● Parts of the exercise:
A. Could you return the part of the seminar abstracts starting with "The key episodes" and going on through "to a shrine."?
B. Answer these questions from the seminar abstracts below:
(i) What was placed in the centre of the stage during the katha event?
(ii) On what date is the talk on Trauma and the English Civil War listed?
(iii) What years does the quoted Ronald Hutton passage give for the Great Civil War?
C. How would you put this sentence from the seminar abstracts into Spanish: "I will demonstrate that alongside the official and authorised interpretation of disability as a physical impairment, a popular understanding of the disabling and disfiguring nature of psychological damage developed."
[Text section — start]
The key episodes in the narrative that underpin the traditions ethical and philosophical position such as the saint’s his previous lives and the miracles that he performed were narrated by the community’s priest and re-enacted throughout by a number of devotees. Furthermore, whilst the event focused solely upon the above themes at the same time a highly venerated and ritually installed copy of the Ramayana was placed in the centre of the stage which had to all intents and purposes been transformed in to a shrine.
This paper hopes to unpack the role of the katha in the community and the importance of the telling and retelling of the Jalaram narrative and consider the role of the Ramayana in its material form during the katha ritual. I also hope to illustrate how the performance of Katha opens the way for a much deeper religious experience as allows for the reality of transcendent presence and exceeds what we in the west might consider the capacity of modern historiography.
WEDNESDAY 23 MAY
Dr Erin Peters (University of Gloucestershire) will talk on Trauma and the English Civil War
‘The Great Civil War of 1642-46 was arguably the most traumatic experience that the English, Welsh and Cornish people had ever had…In many ways the nation never recovered from it’ (Ronald Hutton, 2004). While the actual scars left by this momentous conflict in British history have been subject to intensive scholarly investigation, my talk will investigate the public expressions of the traumatic effect of the Wars and will explore how the trauma caused by the violence and rupture of the Civil Wars eventually found expression in popular print sources. What my analysis of these sources will demonstrate is that commentators on the mid-seventeenth century conflict did acknowledged the presence of war trauma and that they showed an awareness of the therapeutic results of attempting to narrate cultural and individual trauma. I will demonstrate that alongside the official and authorised interpretation of disability as a physical impairment, a popular understanding of the disabling and disfiguring nature of psychological damage developed.
[Text section — finish]
[Source information — start]
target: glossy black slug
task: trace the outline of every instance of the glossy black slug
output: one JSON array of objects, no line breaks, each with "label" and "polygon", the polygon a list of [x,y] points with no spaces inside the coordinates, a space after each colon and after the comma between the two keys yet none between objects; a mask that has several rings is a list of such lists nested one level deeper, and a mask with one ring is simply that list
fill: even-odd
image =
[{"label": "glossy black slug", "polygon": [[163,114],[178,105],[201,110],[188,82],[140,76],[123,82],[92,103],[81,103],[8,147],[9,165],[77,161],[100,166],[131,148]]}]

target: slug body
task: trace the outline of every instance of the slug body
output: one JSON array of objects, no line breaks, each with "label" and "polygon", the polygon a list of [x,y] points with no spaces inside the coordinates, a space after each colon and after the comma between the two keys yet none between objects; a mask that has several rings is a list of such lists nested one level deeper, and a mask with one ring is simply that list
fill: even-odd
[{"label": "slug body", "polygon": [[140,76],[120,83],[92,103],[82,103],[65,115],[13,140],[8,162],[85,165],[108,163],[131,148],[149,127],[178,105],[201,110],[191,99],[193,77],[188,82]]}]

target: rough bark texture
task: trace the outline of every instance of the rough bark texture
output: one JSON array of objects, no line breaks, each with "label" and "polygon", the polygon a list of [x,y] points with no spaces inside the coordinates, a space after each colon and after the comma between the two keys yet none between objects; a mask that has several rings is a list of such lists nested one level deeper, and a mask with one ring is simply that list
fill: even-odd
[Source information — finish]
● Solutions in order:
A.
The key episodes in the narrative that underpin the traditions ethical and philosophical position such as the saint’s his previous lives and the miracles that he performed were narrated by the community’s priest and re-enacted throughout by a number of devotees. Furthermore, whilst the event focused solely upon the above themes at the same time a highly venerated and ritually installed copy of the Ramayana was placed in the centre of the stage which had to all intents and purposes been transformed in to a shrine.

B.
(i) A highly venerated and ritually installed copy of the Ramayana
(ii) Wednesday 23 May
(iii) 1642-46

C. Demostraré que, junto a la interpretación oficial y autorizada de la discapacidad como un impedimento físico, se desarrolló una comprensión popular de la naturaleza incapacitante y desfiguradora del daño psicológico.